- **Document text**
For 25 years, families who could not afford to provide Christmas gifts for their children in the Dwight area have been helped out by the local charity, Christmas for Kids.

The organization began as the brainchild of Deb Tock, who at first asked Dave Bossert who handled Dwight’s Love Box program, which started in 1975, to do a similar program for presents instead of just food at Christmastime.

“I admired Dave Bossert at the Dwight United Methodist Church,” she said. “He and his Sunday School class started Love Boxes.”

She said if the family could not afford food at Christmastime, they especially could not afford gifts for their children.

“Dave wisely said he didn’t think a project like that was for Love Boxes, but it was a good separate project,” Tock explained.

She tried to entice Bossert into the project off and on for two consecutive years but kept receiving the same answer.

On the Christmas soon after Deb and Steve’s daughter Kate was born in the fall of 1991, Deb was in the hospital (on an unrelated medical matter), and was unable to come home until Christmas day.

- **Work instruction**
Continue the article about the Christmas for Kids charity in Dwight, starting after its final sentence.

- **Data extracts**
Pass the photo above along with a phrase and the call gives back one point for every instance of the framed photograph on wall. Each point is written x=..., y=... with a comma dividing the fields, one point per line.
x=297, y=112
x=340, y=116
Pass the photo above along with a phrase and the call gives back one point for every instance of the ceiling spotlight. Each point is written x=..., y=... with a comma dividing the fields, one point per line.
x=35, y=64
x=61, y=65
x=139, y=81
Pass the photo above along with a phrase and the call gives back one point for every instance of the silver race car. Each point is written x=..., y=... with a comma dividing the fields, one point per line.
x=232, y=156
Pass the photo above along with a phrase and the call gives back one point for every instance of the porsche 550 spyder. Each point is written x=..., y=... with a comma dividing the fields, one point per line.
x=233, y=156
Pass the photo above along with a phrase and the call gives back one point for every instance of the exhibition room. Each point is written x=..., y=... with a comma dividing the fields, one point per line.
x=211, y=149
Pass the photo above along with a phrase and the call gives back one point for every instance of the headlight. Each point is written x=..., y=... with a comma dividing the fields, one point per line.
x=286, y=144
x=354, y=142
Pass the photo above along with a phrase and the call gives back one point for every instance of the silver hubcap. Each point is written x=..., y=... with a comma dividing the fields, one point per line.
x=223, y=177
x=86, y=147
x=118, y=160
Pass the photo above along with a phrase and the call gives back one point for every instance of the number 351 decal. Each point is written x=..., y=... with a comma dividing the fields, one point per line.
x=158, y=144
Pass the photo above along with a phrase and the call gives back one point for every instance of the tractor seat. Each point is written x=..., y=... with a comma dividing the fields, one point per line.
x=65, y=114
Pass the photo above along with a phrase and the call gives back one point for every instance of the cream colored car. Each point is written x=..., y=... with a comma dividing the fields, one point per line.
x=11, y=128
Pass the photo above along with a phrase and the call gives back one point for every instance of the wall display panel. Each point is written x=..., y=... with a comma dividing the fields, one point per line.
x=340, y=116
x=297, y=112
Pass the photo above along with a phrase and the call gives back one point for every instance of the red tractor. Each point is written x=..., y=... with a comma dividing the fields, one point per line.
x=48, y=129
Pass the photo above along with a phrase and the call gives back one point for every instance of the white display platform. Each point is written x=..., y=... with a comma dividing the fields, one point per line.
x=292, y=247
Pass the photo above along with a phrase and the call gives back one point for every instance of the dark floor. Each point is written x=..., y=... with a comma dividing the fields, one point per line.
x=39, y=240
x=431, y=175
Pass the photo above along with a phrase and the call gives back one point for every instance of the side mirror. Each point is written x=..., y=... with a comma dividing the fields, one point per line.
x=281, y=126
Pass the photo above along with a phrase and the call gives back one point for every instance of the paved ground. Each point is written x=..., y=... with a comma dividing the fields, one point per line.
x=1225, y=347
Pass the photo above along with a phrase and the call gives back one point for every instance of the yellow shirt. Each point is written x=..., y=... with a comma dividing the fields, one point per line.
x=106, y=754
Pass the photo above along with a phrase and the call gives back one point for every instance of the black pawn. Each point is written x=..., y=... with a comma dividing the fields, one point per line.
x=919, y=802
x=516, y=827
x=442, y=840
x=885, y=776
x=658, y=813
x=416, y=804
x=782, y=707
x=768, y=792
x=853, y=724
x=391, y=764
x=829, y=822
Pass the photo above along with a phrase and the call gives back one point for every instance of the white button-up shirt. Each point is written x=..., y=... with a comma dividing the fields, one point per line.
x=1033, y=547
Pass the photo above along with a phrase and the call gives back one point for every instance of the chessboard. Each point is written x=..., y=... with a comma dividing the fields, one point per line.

- **Answer space**
She said she had a lot of time to think while she lay there in the hospital during the holidays.

“I was released at 4:30 p.m. Christmas day,” she said. “This gave me a taste of people who don’t all have good Christmases.”

She said she would think about her late mother, Betty Weiss of Litchfield, who would regale her of stories of growing up poor, and being so appreciative of anything for Christmas.

“She was thrilled to get a dime and an orange,” Tock said.

She said her mother always made Christmas a nice tradition at her home, since she grew up without so much. So the next year, Deb and her husband Steve set out to do Christmas for Kids for the Christmas of 1992, a quarter of a century ago.

At that time, they attended church at the First Congregational Church of Christ in Dwight. The program has since moved to the Dwight United Methodist Church and works separately, but in cooperation with the Love Box program.

The first year she had about a dozen church and community members helping out, raising funds, shopping for gifts, and wrapping and delivering them to families in need.

At that time, the fledgling organization was able to muster enough funds to spend $25 per child (now more than twice that much). About 50 children were served that year.

The program is serving 51 families this year, 124 children, she said.

“We would buy a toy, a sleeping blanket and sleeping bag,” she said about the first year.

“Some people we delivered to were using ovens to keep warm, with everyone huddled in the kitchen,” she said.

The next year, she reached out to similar programs to gain knowledge of how to better operate such a program.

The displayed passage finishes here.